>> START Page

Excel's all about the sandwich boards and their army of low-income workers, and now looking for megaphones so that they can, per Rebecca, "blanket the city" and "scream and yell all day long." Randal finds it impossible to find any megaphones and they call a hundred places. Finally they reach a Radio Shack, and the guy asks if they are "the customers that ordered ten megaphones." That evil laughter you heard at about 9:23 Thursday night? That was me, you, everybody, but more than anybody it was Rebecca and Randal. Because this is the kind of shit you couldn't make up if you tried. On the basis of the comedy alone, I would jump at this, and based on the nefarious grins Randal and Rebecca flash at each other, that's the major draw here. I know it's underhanded and tacky and ugly, and I'd feel ambivalent about it after the fact, but having something like that tossed in your lap? Sometimes life becomes a movie, and when that happens it's only right to play along.
So yeah, all the metro Radio Shacks have been busily and sweetly consolidating their entire bullhorn stock to one store (the Union Square location) at Capital Edge's behest. And a shout-out to the editors for portraying it this way, so we got to experience this along with Excel instead of seeing the whole thing play out in real time, which would have been less fun. Randal and Rebecca giggle ("We weren't looking for info on Capital Edge, we stumbled upon it") and head their asses there posthaste. At the Radio Shack, Randal waits outside, I assume holding the taxi, but I'm also hoping it's because he thinks of this as a super-secret spy mission. He does! "Operation Sabotage," he calls it. Never did I think my actual dream would come true. So excellent. They buy nine of the ten available and leave the display model, the better to taunt and laugh cruelly, should Cap Edge actually get all the way to the store before realizing they've been Punk'd. They are wicked amped during this whole espionage moment, chewing gum like it's got coke in it. Outside -- more than likely a trick of editing, but gorgeous nonetheless for storytelling purposes -- the Capital Edge taxi has accidentally gone a block too far. Randal gets all C.L.A.W. about how they've gotten a hold of "every megaphone in the city!" while Capital Edge learns the awful truth.

>> END Page
>> START Stored rows

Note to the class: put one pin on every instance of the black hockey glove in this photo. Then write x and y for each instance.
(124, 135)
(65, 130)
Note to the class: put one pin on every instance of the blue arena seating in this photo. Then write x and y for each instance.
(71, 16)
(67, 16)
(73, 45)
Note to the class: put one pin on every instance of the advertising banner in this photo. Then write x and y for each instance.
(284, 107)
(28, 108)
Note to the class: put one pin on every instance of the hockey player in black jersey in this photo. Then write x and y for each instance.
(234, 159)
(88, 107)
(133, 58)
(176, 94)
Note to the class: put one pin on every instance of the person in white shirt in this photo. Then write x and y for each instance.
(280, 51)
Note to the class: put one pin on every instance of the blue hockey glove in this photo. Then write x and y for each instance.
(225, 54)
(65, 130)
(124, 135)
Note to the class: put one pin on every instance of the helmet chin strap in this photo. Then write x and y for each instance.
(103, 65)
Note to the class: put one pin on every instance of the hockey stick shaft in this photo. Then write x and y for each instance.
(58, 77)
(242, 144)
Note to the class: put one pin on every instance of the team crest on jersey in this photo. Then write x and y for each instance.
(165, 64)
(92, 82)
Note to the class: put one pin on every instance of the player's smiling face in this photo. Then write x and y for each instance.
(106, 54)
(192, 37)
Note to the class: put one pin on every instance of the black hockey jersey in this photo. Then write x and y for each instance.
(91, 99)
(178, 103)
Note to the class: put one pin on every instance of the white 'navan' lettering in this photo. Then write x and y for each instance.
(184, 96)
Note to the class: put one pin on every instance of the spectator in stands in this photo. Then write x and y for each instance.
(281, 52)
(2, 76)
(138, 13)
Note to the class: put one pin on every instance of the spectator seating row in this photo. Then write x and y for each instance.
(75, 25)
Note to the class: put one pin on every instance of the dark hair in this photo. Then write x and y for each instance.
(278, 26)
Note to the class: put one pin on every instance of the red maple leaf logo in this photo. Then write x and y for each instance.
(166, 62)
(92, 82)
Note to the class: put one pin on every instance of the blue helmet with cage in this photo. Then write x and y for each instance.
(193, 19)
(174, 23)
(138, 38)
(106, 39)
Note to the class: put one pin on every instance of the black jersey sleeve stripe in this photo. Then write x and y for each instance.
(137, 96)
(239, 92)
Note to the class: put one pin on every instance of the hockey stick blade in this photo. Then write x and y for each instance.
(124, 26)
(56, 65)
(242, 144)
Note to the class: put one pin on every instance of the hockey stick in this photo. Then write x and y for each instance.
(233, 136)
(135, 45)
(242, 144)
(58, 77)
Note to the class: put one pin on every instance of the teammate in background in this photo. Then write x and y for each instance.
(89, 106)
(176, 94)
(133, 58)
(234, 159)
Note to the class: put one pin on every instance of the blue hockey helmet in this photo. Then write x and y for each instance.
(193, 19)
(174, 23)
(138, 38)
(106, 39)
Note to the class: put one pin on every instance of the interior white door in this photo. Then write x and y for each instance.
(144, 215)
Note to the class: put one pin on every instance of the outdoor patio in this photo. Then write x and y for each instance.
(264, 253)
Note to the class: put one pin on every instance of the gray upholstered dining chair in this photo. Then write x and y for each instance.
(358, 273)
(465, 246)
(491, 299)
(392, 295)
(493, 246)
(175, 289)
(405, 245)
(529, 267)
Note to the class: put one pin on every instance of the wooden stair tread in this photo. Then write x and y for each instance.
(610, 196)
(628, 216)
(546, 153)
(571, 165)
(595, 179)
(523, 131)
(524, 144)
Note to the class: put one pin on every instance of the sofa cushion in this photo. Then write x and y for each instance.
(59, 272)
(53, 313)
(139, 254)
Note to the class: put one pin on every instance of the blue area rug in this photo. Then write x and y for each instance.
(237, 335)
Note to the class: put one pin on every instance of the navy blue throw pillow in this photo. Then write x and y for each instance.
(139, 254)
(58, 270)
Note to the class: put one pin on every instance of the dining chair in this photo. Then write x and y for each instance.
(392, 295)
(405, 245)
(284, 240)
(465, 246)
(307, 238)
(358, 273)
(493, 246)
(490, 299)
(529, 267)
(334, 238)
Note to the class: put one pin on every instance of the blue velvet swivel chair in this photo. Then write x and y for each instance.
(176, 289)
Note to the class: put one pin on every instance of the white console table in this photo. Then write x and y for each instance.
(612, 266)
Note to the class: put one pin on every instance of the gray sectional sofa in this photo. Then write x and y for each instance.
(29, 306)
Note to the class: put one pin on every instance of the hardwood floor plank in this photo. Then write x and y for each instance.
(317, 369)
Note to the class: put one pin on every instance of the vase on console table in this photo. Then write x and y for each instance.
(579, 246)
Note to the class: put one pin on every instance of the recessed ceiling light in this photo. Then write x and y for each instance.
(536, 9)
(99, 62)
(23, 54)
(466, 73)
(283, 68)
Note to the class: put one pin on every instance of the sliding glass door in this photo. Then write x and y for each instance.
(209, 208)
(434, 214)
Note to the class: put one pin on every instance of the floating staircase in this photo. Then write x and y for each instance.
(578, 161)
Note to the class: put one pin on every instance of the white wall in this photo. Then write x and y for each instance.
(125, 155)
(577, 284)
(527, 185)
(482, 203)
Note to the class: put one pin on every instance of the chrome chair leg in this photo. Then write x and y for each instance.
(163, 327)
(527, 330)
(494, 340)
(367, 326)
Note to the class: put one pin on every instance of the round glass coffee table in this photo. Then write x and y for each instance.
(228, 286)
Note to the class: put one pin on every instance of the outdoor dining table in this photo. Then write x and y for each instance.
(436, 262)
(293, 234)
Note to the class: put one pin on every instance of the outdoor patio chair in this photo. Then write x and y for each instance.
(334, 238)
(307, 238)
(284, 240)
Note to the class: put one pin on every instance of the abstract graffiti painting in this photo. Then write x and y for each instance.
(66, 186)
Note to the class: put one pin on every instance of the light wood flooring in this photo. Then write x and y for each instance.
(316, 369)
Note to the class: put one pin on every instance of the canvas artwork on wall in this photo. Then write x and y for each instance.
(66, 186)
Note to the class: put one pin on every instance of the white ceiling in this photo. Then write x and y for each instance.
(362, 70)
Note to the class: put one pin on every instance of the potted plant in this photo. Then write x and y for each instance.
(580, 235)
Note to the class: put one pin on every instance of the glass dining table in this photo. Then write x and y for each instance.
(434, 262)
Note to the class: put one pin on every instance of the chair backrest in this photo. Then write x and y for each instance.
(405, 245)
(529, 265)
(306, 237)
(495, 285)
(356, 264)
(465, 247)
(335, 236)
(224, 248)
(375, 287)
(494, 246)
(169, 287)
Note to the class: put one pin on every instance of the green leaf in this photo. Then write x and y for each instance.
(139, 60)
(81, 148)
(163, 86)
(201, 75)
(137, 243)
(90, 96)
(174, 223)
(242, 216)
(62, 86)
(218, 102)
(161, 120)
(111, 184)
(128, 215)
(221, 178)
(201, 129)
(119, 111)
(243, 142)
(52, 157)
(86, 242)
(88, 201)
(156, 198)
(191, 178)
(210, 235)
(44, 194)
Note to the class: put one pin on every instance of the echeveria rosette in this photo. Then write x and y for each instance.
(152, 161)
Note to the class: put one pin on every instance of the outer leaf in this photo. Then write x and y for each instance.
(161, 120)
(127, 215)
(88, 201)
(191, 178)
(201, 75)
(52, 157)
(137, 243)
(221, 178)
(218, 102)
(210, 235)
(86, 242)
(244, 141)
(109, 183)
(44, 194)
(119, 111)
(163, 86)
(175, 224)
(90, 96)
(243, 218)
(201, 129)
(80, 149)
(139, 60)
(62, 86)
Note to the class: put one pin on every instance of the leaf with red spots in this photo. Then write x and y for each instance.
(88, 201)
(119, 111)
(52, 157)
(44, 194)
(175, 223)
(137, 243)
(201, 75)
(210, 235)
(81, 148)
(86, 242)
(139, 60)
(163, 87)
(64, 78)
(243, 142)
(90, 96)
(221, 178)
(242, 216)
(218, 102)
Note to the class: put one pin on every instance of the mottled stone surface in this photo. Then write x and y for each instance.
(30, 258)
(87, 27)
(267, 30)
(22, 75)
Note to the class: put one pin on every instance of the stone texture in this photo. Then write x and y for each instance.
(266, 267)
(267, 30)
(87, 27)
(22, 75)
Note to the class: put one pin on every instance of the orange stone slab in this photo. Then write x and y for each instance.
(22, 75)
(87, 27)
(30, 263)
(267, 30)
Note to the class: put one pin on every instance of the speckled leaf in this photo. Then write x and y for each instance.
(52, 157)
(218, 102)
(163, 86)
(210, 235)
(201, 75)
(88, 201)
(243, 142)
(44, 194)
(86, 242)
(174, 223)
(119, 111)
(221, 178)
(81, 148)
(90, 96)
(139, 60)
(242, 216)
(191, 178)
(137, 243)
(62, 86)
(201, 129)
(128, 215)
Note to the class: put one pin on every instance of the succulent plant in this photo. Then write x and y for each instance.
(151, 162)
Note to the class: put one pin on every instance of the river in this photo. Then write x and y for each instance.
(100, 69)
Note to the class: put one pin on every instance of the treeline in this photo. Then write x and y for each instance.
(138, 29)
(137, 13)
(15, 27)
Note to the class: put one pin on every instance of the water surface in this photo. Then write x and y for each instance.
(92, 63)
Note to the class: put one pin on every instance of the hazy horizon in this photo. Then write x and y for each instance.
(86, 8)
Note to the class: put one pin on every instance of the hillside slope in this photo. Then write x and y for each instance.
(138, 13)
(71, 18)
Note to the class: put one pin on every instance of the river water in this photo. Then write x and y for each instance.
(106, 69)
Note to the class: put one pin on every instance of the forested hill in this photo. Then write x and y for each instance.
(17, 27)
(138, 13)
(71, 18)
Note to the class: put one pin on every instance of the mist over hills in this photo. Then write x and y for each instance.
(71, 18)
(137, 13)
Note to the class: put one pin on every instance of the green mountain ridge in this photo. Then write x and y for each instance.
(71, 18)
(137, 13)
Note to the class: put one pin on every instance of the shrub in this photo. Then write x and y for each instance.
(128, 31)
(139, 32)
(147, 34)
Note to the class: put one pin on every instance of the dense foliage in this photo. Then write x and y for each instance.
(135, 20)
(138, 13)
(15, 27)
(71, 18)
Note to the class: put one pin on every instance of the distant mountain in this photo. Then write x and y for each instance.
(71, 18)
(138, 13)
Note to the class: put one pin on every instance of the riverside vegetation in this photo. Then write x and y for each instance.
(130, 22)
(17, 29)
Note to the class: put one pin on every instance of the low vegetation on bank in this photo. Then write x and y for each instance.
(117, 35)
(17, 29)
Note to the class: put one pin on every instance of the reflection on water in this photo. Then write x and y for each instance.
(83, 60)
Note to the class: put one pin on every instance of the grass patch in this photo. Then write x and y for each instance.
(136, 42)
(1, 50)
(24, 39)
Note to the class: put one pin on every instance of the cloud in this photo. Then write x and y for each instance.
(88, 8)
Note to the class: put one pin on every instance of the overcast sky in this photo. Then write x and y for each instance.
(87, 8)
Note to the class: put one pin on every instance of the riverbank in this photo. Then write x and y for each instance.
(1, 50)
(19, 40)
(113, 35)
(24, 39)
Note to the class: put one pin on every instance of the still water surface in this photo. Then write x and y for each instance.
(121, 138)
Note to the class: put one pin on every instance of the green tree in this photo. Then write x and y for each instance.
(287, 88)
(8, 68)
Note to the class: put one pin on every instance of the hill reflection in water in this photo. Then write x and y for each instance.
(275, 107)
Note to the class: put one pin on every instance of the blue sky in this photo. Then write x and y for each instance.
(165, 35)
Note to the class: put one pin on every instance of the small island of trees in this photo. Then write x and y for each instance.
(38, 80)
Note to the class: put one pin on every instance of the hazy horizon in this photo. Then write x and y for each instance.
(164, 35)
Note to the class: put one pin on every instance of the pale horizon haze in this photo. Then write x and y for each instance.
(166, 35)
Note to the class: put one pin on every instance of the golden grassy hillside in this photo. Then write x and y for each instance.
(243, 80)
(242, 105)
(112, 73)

>> END Stored rows

## Exercise requirements
1. Gather every line of the listing that contains the word "jersey" and copy each one out.
2. Pick up the megaphone recap above and continue it from its final sentence.

## Per-task answers
1.
Note to the class: put one pin on every instance of the hockey player in black jersey in this photo. Then write x and y for each instance.
Note to the class: put one pin on every instance of the team crest on jersey in this photo. Then write x and y for each instance.
Note to the class: put one pin on every instance of the black hockey jersey in this photo. Then write x and y for each instance.
Note to the class: put one pin on every instance of the black jersey sleeve stripe in this photo. Then write x and y for each instance.

2.
"You...picked them up a while ago," mumbles the Radio Shack guy, and Alla laughs an incredible, beautiful, bitter laugh. "What did they look like?" she asks, even though she already knows. "One had crutches," says the guy, and it's so, so great. They all just sit there, stewing in the getting-fucked-over. Adam offers a half-hearted "…Can't blame them?" and Alla's not having it: "Yeah. You can." She always can. He agrees with her that he wouldn't do business that way, and I notice that nobody said Alla wouldn't do things that way, which is nice, because I wouldn't love her half as much if that were true. Alla interviews her disgust with the situation, and then in the Late Taxi tells her minions that, while it was "dirty," that will make it "even sweeter" when they are victorious.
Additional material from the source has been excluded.